> _Exercises to complete_
1. Reproduce the passage on the belt-roll fuser in full, word for word.
2. In the records, take the part that opens with the line containing "the dry grass" and closes with the line containing "<point>307,94</point>", and write out only those lines with "dry grass" changed to "dead grass" and everything else left the same.

> _Document_
◆ ◆ ◆ ◆
The external pressure member 110 may be removable. Accordingly, when the belt-fuser apparatus 101 is separated from the belt-roll fuser main frame 102, the external pressure member 110 may be accessed for cleaning and/or servicing. For example, the external pressure member 110 may be customer replaceable.

The external pressure member 110 may be associated with a pressure roll cooling system. For example, FIG. 1 shows a pressure roll cooling system 117 positioned below an external pressure member 110. A pressure member monitoring device 119 may be included and configured for monitoring the pressure member 110. For example, monitoring device 119 may be a thermistor, such as a contact thermistor.

As shown in FIG. 1, the internal pressure member 120 may be engaged with the external pressure member 110 to form a fusing nip. The fusing nip may be formed when the belt-roll apparatus 101 is latched to the main frame 102 of the belt-roll fuser system 100.

The belt-roll fuser apparatus 101 may include a plurality of belt members. The belt members may be rolls, as shown, that rotatable about an axis, e.g., a longitudinal access, to facilitate movement of a fuser belt. The belt members may be rolls that support, clean, and/or steer the belt as it translates about the plurality of members and an internal pressure member. For example, FIG. 1 shows a belt-roll apparatus 101 including an internal pressure member 120, wherein the belt-roll apparatus 101 is positioned to engage the internal pressure member 120 with the external pressure member 110 of the belt-roll main frame 102. The internal pressure member 120 shown in FIG. 1 is a cylindrical member that is rotatable about longitudinal axis, e.g., a central longitudinal axis 121.
◆ ◆ ◆ ◆
Point annotation dataset records
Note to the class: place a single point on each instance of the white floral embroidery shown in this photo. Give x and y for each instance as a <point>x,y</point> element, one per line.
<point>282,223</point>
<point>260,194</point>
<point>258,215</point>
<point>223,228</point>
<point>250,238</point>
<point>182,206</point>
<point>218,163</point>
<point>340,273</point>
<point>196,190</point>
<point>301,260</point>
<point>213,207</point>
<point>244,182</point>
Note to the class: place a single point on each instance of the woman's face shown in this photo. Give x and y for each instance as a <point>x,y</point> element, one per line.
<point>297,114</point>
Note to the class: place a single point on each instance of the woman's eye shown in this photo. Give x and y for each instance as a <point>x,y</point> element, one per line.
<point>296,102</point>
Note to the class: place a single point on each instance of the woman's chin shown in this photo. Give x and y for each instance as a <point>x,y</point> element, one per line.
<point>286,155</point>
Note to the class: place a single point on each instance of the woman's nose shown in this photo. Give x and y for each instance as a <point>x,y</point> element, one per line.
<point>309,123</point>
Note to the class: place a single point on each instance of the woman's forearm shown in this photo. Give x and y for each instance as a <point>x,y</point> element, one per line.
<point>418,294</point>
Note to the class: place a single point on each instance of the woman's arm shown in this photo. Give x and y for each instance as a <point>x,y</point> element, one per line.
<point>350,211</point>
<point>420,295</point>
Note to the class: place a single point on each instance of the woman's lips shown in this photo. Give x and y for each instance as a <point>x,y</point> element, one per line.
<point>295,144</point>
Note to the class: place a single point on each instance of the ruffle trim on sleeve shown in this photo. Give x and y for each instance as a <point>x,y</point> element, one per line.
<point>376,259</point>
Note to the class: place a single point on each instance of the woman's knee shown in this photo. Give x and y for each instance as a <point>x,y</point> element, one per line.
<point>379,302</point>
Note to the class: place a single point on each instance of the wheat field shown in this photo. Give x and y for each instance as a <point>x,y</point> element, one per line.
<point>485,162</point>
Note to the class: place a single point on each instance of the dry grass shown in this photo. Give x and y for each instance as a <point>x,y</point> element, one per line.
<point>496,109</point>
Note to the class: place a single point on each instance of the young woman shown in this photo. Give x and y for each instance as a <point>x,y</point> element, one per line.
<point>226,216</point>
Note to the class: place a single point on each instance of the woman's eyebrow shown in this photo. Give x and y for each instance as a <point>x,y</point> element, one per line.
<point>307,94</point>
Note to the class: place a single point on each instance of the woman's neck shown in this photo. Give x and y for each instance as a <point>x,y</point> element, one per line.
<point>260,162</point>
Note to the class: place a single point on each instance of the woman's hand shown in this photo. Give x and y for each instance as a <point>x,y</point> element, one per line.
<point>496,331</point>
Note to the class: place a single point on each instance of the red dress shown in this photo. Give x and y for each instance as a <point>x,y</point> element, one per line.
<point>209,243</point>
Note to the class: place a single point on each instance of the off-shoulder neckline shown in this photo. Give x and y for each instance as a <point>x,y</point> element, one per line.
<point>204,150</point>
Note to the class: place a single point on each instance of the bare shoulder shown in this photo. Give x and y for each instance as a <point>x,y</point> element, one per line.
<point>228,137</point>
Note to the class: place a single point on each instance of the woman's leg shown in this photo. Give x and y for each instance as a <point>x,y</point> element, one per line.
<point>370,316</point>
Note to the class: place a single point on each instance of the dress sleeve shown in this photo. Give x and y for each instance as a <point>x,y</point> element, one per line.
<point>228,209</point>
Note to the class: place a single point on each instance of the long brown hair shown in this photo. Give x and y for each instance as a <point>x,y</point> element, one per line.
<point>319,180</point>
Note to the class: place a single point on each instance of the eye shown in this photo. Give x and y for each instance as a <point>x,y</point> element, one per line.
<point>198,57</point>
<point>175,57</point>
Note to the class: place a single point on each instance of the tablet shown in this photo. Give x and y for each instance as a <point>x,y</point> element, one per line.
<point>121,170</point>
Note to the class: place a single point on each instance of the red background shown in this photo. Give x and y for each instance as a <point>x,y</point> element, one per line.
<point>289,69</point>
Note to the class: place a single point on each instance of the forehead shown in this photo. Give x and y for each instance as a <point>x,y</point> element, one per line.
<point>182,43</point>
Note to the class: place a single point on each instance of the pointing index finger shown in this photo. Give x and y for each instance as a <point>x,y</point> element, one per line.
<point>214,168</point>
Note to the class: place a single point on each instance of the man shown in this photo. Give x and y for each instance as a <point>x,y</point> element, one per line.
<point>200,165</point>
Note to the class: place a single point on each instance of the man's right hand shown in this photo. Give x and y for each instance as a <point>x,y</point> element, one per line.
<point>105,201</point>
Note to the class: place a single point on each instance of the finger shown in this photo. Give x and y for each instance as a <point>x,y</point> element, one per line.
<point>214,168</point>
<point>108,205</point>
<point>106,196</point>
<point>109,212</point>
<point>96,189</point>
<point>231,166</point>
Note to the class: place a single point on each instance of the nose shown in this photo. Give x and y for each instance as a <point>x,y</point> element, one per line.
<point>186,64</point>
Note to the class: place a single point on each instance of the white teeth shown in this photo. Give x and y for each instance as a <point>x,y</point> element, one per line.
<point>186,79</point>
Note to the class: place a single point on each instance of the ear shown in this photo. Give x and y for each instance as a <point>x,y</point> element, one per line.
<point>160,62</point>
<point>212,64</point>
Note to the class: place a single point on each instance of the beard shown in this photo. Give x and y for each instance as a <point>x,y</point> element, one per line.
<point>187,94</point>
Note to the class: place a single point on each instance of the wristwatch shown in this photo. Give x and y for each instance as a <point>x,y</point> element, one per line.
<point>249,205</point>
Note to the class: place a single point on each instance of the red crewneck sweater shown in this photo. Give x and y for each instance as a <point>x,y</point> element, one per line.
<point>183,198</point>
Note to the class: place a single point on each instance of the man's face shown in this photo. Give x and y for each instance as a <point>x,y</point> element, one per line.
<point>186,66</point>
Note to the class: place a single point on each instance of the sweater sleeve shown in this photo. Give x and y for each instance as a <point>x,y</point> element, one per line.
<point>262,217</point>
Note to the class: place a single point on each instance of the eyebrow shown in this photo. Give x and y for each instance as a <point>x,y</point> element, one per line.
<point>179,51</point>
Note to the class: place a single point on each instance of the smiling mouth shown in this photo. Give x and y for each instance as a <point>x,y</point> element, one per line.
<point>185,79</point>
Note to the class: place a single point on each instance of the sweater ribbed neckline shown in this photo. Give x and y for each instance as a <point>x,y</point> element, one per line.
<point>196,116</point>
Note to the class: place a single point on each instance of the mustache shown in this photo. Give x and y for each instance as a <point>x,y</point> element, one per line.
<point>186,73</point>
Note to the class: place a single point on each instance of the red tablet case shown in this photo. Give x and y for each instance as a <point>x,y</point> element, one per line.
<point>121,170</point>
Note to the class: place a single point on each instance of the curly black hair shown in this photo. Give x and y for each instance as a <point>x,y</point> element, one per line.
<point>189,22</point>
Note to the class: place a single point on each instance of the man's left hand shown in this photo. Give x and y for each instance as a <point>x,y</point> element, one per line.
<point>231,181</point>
◆ ◆ ◆ ◆
> _Answers for the exercise_
1.
The external pressure member 110 may be removable. Accordingly, when the belt-fuser apparatus 101 is separated from the belt-roll fuser main frame 102, the external pressure member 110 may be accessed for cleaning and/or servicing. For example, the external pressure member 110 may be customer replaceable.

The external pressure member 110 may be associated with a pressure roll cooling system. For example, FIG. 1 shows a pressure roll cooling system 117 positioned below an external pressure member 110. A pressure member monitoring device 119 may be included and configured for monitoring the pressure member 110. For example, monitoring device 119 may be a thermistor, such as a contact thermistor.

As shown in FIG. 1, the internal pressure member 120 may be engaged with the external pressure member 110 to form a fusing nip. The fusing nip may be formed when the belt-roll apparatus 101 is latched to the main frame 102 of the belt-roll fuser system 100.

The belt-roll fuser apparatus 101 may include a plurality of belt members. The belt members may be rolls, as shown, that rotatable about an axis, e.g., a longitudinal access, to facilitate movement of a fuser belt. The belt members may be rolls that support, clean, and/or steer the belt as it translates about the plurality of members and an internal pressure member. For example, FIG. 1 shows a belt-roll apparatus 101 including an internal pressure member 120, wherein the belt-roll apparatus 101 is positioned to engage the internal pressure member 120 with the external pressure member 110 of the belt-roll main frame 102. The internal pressure member 120 shown in FIG. 1 is a cylindrical member that is rotatable about longitudinal axis, e.g., a central longitudinal axis 121.

2.
Note to the class: place a single point on each instance of the dead grass shown in this photo. Give x and y for each instance as a <point>x,y</point> element, one per line.
<point>496,109</point>
Note to the class: place a single point on each instance of the young woman shown in this photo. Give x and y for each instance as a <point>x,y</point> element, one per line.
<point>226,216</point>
Note to the class: place a single point on each instance of the woman's eyebrow shown in this photo. Give x and y for each instance as a <point>x,y</point> element, one per line.
<point>307,94</point>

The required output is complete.